Dataset items
>>>>

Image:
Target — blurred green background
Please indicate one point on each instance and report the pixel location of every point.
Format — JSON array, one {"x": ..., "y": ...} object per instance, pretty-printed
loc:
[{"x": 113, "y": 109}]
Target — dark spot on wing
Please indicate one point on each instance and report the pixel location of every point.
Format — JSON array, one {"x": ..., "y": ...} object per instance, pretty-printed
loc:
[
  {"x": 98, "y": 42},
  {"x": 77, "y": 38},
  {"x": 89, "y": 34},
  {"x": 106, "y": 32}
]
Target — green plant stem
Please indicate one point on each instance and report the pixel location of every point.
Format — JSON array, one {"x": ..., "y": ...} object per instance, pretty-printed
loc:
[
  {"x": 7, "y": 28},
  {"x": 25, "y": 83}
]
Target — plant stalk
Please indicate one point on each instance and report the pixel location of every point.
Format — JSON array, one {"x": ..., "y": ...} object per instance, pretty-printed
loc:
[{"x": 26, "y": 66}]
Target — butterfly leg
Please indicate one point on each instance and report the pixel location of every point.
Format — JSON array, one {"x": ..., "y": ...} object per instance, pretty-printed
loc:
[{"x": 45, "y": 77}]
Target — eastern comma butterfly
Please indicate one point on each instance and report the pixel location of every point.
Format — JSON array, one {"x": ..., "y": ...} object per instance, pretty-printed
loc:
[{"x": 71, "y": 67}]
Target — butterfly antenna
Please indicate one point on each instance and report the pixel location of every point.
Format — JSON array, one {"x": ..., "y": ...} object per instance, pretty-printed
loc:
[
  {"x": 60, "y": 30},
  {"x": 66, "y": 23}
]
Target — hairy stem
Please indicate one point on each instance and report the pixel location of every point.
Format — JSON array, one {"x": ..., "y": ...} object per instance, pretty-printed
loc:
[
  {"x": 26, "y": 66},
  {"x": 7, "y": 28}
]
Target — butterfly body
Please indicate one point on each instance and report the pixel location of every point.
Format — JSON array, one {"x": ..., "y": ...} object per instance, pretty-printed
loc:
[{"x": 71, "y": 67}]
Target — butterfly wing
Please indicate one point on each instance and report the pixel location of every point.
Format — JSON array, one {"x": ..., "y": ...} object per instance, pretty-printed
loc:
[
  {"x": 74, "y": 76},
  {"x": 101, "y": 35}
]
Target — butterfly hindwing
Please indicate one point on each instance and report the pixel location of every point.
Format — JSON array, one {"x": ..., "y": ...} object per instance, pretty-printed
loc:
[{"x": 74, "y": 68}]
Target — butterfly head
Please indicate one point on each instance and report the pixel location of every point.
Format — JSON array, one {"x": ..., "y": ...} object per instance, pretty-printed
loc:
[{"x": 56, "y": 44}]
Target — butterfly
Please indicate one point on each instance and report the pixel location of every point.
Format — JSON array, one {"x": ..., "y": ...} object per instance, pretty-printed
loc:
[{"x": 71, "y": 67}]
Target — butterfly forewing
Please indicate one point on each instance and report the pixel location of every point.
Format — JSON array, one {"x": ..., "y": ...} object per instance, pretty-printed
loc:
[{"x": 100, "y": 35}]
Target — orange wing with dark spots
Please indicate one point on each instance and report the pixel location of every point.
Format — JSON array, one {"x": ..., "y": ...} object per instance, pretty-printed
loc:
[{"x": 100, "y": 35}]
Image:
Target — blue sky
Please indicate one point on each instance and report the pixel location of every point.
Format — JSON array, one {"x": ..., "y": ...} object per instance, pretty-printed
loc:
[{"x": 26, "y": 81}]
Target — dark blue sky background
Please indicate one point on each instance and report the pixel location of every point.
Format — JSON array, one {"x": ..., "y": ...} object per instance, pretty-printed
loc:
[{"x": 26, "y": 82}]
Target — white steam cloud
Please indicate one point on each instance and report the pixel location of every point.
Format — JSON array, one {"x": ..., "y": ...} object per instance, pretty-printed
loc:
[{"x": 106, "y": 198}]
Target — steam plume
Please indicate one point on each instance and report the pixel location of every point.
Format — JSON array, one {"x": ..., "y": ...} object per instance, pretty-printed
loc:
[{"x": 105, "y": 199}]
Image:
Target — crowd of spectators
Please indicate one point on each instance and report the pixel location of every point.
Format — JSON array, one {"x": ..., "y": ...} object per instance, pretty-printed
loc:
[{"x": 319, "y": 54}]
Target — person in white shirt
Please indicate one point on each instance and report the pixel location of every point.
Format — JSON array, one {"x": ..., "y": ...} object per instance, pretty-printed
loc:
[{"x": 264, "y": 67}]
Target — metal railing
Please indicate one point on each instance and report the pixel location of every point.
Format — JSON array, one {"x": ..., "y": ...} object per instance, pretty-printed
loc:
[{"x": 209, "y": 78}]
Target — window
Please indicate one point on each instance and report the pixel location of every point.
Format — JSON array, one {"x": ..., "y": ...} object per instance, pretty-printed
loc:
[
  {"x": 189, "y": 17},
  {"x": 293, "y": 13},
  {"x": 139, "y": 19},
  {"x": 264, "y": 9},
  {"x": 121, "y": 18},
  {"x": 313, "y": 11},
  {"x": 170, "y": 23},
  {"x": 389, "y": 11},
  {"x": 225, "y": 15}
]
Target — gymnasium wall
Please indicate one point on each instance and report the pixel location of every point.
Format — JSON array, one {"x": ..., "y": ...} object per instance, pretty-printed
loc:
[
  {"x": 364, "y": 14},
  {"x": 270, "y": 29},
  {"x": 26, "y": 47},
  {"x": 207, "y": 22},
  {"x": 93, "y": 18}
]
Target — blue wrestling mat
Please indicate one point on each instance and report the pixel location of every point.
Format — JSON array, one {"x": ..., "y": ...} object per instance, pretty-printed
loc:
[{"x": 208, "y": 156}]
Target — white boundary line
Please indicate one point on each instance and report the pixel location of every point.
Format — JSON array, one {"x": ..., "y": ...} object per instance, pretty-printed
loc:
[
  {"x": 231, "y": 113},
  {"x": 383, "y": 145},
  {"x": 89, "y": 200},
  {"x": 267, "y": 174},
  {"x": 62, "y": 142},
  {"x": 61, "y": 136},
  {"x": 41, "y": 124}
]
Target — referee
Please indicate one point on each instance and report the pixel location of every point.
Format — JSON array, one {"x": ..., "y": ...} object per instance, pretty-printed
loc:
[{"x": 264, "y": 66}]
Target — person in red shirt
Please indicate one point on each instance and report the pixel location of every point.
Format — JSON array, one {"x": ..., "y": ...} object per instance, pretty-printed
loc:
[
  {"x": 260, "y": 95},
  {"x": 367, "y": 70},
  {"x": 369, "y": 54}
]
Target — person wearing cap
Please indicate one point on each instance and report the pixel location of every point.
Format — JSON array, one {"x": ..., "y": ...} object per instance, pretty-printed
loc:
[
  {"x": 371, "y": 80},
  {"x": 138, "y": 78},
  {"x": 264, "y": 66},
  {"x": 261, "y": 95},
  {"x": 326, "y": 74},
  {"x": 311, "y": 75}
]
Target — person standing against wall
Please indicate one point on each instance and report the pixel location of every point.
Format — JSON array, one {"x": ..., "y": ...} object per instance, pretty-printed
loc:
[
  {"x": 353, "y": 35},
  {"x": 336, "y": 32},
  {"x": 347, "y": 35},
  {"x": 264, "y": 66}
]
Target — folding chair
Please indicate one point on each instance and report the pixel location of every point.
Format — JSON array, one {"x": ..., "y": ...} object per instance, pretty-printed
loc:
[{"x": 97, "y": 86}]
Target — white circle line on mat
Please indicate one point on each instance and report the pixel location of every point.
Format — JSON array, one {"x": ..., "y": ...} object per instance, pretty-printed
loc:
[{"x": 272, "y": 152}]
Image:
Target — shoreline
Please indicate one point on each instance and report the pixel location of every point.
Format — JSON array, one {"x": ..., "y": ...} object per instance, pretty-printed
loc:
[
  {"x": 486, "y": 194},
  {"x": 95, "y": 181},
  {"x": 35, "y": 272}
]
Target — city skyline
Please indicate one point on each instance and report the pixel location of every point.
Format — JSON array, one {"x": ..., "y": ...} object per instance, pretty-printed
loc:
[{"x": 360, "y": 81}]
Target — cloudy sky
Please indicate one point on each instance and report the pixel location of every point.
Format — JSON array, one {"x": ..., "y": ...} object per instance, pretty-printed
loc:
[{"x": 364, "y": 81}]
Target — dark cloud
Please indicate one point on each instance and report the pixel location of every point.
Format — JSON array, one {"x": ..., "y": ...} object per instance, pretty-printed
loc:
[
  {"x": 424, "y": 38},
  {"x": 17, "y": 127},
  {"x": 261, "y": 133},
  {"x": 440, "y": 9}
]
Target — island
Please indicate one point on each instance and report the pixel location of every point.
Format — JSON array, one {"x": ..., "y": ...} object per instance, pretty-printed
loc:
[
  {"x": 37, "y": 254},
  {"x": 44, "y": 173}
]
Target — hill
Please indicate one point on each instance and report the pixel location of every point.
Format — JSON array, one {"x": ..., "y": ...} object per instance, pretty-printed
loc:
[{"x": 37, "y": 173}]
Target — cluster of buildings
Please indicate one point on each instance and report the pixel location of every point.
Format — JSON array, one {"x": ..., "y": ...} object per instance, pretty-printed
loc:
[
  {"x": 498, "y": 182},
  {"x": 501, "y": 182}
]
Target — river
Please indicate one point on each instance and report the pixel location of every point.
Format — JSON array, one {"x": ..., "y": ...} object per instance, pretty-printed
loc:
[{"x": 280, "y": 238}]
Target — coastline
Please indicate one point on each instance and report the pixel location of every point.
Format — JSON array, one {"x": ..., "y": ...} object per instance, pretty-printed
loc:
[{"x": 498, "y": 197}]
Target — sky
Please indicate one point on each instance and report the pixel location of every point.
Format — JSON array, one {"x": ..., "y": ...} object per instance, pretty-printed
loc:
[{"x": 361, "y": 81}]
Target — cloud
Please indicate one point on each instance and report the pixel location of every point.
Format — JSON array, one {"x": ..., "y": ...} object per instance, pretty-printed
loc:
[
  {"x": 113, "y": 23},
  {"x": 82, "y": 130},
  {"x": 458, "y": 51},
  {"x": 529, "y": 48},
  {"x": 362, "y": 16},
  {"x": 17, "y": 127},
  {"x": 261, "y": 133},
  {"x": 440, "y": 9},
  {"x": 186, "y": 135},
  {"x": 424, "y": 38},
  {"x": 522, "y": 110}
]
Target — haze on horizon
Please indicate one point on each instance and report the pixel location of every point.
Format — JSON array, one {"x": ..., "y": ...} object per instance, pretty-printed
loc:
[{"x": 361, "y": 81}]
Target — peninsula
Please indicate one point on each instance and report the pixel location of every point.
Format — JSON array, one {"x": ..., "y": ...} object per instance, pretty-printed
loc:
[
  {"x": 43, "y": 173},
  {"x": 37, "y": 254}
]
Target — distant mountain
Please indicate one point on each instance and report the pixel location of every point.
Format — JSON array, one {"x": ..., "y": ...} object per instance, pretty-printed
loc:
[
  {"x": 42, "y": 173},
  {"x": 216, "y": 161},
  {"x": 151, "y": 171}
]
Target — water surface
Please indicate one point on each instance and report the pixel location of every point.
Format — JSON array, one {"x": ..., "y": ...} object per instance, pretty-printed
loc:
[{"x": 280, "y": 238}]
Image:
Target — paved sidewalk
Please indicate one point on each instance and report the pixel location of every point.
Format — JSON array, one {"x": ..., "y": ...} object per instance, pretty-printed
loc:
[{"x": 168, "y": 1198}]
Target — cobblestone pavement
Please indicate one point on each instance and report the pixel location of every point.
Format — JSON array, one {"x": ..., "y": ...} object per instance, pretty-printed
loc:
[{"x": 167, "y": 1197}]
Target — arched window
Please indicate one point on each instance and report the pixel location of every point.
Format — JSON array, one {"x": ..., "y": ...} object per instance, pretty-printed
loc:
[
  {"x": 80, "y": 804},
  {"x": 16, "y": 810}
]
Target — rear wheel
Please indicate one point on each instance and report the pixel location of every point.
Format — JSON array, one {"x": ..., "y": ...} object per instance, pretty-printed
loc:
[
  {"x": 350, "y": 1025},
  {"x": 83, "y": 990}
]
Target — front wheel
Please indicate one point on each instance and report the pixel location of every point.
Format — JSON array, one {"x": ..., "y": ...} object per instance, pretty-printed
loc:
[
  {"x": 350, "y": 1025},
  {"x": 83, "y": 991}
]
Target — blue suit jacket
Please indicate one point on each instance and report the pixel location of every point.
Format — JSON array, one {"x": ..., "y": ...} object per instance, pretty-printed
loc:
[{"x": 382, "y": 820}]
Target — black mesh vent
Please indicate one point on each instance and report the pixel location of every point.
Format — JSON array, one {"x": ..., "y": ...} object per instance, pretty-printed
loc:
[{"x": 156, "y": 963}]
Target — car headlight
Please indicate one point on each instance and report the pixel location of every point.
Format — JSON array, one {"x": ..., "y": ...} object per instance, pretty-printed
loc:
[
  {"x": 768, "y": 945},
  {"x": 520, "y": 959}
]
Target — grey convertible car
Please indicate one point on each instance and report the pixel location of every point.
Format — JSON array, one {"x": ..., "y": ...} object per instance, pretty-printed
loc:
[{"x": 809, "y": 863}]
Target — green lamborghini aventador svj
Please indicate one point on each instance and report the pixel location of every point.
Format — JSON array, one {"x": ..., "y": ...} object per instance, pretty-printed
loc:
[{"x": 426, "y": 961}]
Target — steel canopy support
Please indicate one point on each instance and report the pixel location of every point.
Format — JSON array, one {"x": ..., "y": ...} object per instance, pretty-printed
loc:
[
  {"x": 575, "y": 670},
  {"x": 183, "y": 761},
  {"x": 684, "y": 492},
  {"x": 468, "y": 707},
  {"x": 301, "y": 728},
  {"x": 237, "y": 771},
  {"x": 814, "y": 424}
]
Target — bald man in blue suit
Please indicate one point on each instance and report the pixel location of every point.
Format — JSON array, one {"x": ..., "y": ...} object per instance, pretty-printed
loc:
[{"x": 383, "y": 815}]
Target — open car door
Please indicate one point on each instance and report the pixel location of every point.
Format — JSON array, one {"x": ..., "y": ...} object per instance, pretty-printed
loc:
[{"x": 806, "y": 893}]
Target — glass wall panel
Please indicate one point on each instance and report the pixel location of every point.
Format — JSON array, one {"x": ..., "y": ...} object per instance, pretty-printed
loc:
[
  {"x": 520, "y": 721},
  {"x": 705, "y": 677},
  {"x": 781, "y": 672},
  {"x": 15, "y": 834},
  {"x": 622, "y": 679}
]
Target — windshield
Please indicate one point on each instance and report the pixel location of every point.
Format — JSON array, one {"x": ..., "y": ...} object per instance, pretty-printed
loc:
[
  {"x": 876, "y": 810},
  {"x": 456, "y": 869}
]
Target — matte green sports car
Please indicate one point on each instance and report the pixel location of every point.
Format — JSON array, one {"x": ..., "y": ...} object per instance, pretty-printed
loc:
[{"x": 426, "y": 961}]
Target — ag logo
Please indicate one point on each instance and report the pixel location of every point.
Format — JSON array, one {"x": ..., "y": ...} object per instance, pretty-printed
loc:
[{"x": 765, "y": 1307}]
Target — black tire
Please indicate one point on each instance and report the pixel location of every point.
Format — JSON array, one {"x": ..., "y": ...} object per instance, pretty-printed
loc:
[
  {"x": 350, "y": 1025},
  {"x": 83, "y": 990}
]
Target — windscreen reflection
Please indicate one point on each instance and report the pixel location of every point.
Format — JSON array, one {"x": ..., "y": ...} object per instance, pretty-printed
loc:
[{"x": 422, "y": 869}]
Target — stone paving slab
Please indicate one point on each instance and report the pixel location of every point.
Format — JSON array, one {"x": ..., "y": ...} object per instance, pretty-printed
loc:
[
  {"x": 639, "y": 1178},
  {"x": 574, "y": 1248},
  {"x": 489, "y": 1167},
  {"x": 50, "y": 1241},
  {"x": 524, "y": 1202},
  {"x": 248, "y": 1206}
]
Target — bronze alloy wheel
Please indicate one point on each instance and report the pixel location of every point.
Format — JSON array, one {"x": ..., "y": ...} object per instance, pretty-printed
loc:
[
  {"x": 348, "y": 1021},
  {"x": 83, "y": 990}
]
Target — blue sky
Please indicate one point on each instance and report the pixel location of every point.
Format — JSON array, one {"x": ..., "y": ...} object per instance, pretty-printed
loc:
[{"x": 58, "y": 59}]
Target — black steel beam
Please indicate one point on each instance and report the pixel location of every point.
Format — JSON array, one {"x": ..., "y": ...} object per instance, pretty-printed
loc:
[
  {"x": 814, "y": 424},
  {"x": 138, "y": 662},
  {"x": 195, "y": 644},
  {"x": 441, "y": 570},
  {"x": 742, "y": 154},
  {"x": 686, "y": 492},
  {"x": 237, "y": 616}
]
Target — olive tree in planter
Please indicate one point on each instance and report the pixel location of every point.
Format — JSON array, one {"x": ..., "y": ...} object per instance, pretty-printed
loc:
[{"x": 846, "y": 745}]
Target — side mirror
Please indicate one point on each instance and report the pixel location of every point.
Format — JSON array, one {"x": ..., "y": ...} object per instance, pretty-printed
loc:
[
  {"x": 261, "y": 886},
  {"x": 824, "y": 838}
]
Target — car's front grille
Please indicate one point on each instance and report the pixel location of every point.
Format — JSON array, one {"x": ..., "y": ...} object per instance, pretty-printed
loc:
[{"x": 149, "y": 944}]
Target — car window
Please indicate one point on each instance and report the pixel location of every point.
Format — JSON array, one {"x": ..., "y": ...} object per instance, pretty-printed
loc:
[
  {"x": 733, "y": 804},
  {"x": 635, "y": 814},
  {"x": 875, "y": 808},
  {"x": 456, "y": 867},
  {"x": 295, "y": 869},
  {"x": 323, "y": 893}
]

<<<<

● **WHAT NEEDS TO BE DONE**:
Once you find the line with "Target — paved sidewalk" above, print it and every line after it up to and including the line with "Target — black mesh vent", exactly as written and nothing else.

● **REPLY**:
Target — paved sidewalk
Please indicate one point on each instance and report the pixel location of every point.
Format — JSON array, one {"x": ..., "y": ...} object per instance, pretty-printed
loc:
[{"x": 168, "y": 1198}]
Target — cobblestone pavement
Please indicate one point on each instance and report the pixel location of every point.
Format — JSON array, one {"x": ..., "y": ...} object per instance, pretty-printed
loc:
[{"x": 167, "y": 1197}]
Target — arched window
Please indicate one point on each instance and report the pixel location of every point.
Format — JSON array, one {"x": ..., "y": ...} object per instance, pretty-printed
loc:
[
  {"x": 80, "y": 804},
  {"x": 16, "y": 810}
]
Target — rear wheel
Please indicate one point on each instance and report the pixel location of every point.
Format — JSON array, one {"x": ..., "y": ...} object per instance, pretty-printed
loc:
[
  {"x": 350, "y": 1025},
  {"x": 83, "y": 990}
]
Target — front wheel
Please indicate one point on each instance and report the pixel location of every point.
Format — JSON array, one {"x": ..., "y": ...} object per instance, pretty-printed
loc:
[
  {"x": 350, "y": 1025},
  {"x": 83, "y": 991}
]
Target — blue suit jacket
Please indicate one point on each instance and report the pixel location of every point.
Format — JSON array, one {"x": ..., "y": ...} object per instance, pretty-printed
loc:
[{"x": 382, "y": 820}]
Target — black mesh vent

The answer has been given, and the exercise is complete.